Texto do exercício -
▽
38 anos na vanguarda da juventude
Fundada em 1979 em resultado da fusão da União de Jovens Comunistas e da União de Estudantes Comunistas, a JCP cumpriu 38 anos a 10 de Novembro. A efeméride não foi esquecida e após o ENES e a CNES realizou-se, também na Voz do Operário, um convívio que reuniu muitos do que participaram nas assembleias e muitos outros que não quiseram deixar de assinalar o nascimento e vida da organização revolucionária juvenil portuguesa.
A propósito do aniversário, a JCP emitiu uma nota na qual garante que é a fiel continuadora em Portugal do «património de luta dos jovens que ao longo da história se levantaram, resistiram e nunca se resignaram perante a exploração e a opressão, a pobreza e a falta de condições de vida, o imperialismo e a guerra, o racismo e a xenofobia».
«Todos os dias jovens de todo o País transportam os valores que a JCP defende, como a defesa do trabalho com direitos, a educação pública e gratuita, o direito à habitação e à prática desportiva, o direito à criação e acesso à cultura, o direito a viver num ambiente sadio, entre tantos outros», razão pela qual «comemoramos o aniversário intimamente ligados à luta da juventude que se faz nas escolas, nos locais de trabalho e na rua para defender e conquistar novos direitos, assim como para reconquistar os direitos roubados e a fazer deste um País onde a juventude possa viver».
«Cá estamos e estaremos na luta por uma nova sociedade da e com a juventude», assegura a JCP.
△
Dados fornecidos -
▽
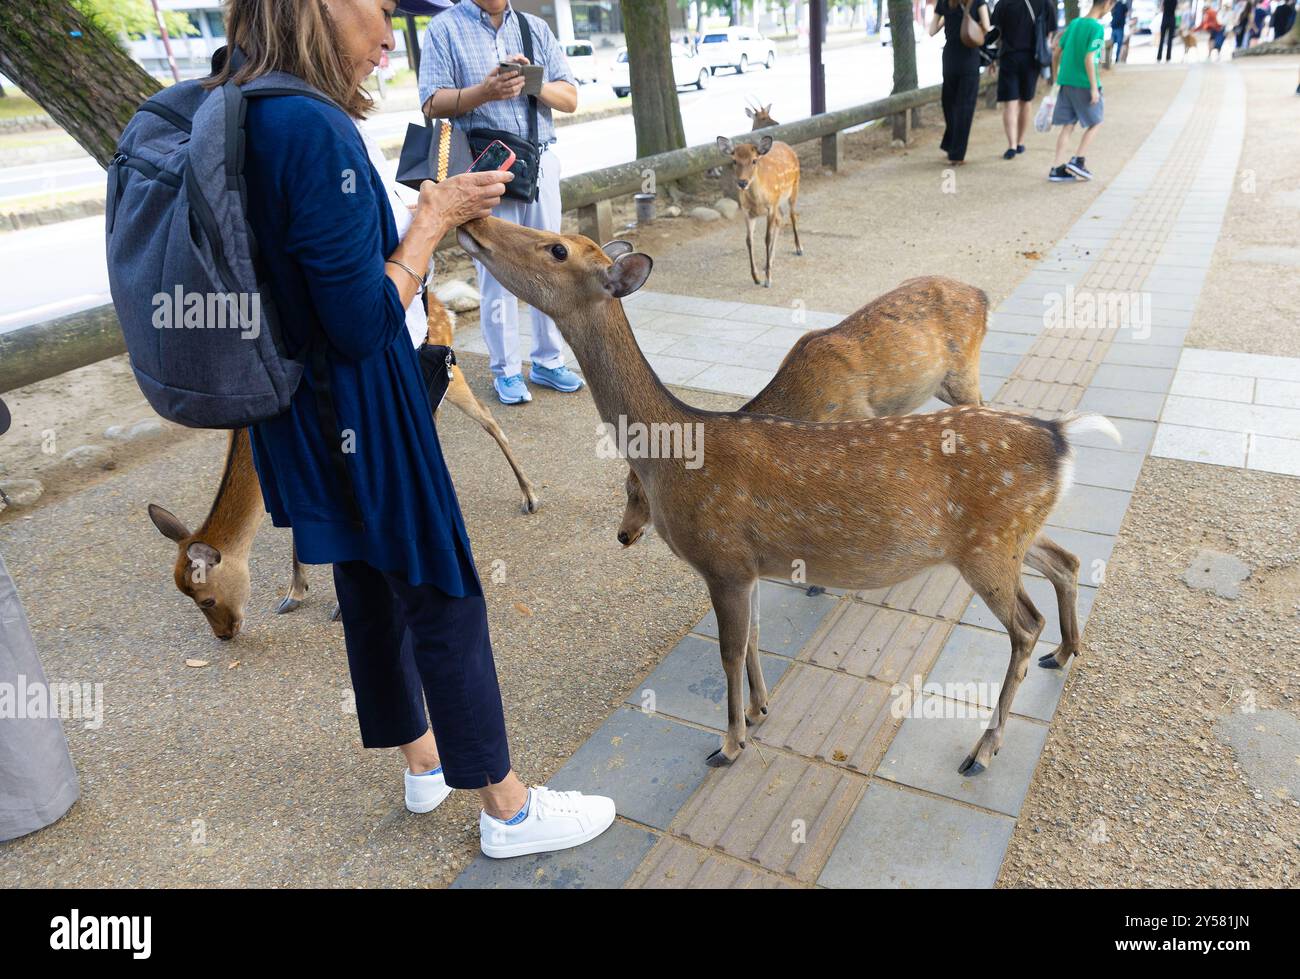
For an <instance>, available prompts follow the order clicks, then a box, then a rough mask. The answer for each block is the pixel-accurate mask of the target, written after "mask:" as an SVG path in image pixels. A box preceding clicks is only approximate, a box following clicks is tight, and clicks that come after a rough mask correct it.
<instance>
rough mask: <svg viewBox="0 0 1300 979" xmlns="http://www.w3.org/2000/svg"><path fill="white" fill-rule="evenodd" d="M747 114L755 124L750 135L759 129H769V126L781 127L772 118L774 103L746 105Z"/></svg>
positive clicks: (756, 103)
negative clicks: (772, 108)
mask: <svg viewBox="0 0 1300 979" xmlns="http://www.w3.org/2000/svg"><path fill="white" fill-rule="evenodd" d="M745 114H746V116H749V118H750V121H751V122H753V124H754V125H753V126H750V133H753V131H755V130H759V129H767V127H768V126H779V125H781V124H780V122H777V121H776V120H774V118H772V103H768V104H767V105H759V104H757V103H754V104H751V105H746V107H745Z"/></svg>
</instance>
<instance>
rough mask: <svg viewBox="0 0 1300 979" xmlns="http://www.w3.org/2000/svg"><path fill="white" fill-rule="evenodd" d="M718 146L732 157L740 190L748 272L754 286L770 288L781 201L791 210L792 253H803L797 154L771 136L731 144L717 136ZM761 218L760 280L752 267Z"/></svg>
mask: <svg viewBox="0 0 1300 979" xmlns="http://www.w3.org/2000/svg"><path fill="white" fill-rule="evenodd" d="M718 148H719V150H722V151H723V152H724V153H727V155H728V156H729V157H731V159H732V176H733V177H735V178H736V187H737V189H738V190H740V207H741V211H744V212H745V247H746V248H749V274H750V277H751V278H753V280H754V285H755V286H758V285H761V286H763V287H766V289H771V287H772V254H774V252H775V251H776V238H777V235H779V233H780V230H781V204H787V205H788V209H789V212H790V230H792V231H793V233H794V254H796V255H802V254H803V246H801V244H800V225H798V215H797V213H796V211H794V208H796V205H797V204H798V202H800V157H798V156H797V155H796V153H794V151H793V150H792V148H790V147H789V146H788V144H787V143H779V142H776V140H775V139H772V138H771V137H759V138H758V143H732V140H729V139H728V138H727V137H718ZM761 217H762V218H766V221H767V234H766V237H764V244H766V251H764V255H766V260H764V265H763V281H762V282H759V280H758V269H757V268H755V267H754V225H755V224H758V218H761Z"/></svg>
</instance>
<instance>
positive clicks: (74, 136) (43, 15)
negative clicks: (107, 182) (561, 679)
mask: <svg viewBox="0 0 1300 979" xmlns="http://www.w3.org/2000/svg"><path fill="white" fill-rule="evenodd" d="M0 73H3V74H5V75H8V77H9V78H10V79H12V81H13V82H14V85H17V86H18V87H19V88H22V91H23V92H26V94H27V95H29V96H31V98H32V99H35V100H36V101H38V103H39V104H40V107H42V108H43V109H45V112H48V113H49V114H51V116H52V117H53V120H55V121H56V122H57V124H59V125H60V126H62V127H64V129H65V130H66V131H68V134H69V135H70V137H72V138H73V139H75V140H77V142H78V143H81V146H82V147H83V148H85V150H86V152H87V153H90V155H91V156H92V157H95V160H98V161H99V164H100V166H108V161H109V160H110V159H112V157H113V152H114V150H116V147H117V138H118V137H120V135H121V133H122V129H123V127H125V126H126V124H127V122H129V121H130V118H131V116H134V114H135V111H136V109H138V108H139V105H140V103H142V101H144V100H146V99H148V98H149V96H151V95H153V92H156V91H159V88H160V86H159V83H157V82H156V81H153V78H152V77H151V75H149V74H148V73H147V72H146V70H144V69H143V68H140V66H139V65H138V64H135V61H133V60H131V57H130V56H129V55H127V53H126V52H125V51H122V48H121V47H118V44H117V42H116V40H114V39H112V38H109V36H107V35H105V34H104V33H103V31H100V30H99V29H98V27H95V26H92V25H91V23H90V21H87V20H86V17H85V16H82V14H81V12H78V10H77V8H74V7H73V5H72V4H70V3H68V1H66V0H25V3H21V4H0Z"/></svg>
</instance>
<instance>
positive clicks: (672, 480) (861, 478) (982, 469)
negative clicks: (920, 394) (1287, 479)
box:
△
O que fazer -
Extraia, por favor, do texto sobre o aniversário da JCP o trecho que vai de "38 anos na vanguarda" até "revolucionária juvenil portuguesa.", copiando-o sem nenhuma alteração. A listagem é material à parte, sem ligação com o texto sobre o aniversário da JCP.

Resposta da tarefa -
38 anos na vanguarda da juventude
Fundada em 1979 em resultado da fusão da União de Jovens Comunistas e da União de Estudantes Comunistas, a JCP cumpriu 38 anos a 10 de Novembro. A efeméride não foi esquecida e após o ENES e a CNES realizou-se, também na Voz do Operário, um convívio que reuniu muitos do que participaram nas assembleias e muitos outros que não quiseram deixar de assinalar o nascimento e vida da organização revolucionária juvenil portuguesa.